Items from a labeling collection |
===
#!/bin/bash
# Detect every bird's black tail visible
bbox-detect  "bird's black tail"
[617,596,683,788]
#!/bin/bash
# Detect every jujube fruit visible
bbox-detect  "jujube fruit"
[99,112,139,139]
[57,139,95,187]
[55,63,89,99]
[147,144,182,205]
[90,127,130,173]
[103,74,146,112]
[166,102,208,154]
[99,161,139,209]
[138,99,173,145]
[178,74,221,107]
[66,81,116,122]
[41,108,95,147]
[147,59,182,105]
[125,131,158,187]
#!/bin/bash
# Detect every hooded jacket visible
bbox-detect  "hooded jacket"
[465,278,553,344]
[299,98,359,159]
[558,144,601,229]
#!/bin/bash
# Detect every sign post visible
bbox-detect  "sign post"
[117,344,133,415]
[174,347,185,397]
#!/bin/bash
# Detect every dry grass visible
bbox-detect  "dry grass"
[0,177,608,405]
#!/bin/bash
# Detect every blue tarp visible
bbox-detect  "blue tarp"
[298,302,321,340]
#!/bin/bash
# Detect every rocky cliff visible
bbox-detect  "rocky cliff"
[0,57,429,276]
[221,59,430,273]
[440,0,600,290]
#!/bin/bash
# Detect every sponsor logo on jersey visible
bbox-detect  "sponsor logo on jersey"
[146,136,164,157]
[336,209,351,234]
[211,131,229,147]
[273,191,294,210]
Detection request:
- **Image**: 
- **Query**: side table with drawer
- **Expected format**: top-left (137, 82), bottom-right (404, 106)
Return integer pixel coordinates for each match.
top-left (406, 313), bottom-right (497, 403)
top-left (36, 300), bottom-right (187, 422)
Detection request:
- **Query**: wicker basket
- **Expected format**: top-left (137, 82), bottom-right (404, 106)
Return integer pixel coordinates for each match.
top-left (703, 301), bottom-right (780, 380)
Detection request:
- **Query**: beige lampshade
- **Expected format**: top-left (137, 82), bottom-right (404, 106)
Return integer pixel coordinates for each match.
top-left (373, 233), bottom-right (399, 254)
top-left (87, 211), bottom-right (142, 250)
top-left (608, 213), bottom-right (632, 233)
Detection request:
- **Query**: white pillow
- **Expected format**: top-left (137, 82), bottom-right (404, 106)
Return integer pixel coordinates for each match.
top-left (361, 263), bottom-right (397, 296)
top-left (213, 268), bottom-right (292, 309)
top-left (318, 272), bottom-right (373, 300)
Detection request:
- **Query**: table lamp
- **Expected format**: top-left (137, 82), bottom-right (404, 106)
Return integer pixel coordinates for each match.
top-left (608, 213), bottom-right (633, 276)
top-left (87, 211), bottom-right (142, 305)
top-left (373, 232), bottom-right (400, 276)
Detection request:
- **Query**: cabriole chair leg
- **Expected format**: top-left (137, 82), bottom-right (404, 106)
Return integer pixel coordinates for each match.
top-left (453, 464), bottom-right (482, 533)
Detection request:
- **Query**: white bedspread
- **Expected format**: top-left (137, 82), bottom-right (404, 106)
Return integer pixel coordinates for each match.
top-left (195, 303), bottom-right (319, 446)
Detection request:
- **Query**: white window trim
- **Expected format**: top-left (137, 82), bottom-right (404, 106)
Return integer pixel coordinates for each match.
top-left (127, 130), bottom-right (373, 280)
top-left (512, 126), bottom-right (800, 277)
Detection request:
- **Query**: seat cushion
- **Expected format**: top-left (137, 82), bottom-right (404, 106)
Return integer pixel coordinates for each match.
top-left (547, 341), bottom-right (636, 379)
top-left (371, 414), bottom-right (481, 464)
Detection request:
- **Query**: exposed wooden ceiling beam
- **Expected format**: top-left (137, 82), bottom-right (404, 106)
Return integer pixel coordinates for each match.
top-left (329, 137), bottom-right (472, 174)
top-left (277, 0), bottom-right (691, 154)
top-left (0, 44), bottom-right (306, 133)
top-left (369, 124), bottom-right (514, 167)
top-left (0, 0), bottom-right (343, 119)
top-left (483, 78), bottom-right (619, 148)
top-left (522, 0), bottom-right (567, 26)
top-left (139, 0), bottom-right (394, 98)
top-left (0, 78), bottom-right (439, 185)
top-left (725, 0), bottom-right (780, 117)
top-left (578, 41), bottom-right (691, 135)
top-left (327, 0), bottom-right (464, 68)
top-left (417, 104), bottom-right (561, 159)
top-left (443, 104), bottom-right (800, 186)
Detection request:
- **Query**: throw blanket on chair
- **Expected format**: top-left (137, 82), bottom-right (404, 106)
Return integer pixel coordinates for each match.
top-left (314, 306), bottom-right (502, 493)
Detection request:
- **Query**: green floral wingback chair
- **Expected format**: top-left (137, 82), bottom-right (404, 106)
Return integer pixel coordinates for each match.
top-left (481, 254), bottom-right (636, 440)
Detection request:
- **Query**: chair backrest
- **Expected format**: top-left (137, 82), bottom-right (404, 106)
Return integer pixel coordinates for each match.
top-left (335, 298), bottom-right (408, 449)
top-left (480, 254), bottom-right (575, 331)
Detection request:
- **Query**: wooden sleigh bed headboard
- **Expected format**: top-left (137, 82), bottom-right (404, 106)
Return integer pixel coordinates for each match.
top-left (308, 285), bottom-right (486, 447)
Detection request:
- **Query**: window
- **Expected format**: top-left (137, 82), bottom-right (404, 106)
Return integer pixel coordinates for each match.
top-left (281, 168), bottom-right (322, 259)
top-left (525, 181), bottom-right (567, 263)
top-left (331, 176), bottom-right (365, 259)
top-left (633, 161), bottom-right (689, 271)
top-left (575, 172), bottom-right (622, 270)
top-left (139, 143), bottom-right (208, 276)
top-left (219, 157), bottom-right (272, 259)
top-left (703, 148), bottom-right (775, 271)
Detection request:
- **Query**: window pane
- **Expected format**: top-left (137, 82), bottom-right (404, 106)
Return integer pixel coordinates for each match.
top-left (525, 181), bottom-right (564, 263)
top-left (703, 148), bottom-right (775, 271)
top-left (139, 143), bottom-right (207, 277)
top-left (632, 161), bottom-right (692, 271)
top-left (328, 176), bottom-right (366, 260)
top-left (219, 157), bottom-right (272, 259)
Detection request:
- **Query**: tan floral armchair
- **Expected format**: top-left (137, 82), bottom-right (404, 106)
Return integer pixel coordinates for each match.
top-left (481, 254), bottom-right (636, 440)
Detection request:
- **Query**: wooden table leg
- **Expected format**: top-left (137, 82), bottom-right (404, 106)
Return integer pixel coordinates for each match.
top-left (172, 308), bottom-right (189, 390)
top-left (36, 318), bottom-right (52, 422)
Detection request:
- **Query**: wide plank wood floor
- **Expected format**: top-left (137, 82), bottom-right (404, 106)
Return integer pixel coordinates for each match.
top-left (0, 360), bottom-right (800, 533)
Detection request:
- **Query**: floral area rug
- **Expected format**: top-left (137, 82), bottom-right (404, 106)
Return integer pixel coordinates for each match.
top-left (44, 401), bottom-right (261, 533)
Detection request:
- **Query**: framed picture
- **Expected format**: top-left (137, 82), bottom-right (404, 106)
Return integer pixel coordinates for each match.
===
TASK PROMPT | Tally the lines above that contain the word "wooden" and give only the number.

FINISHED ANSWER | 3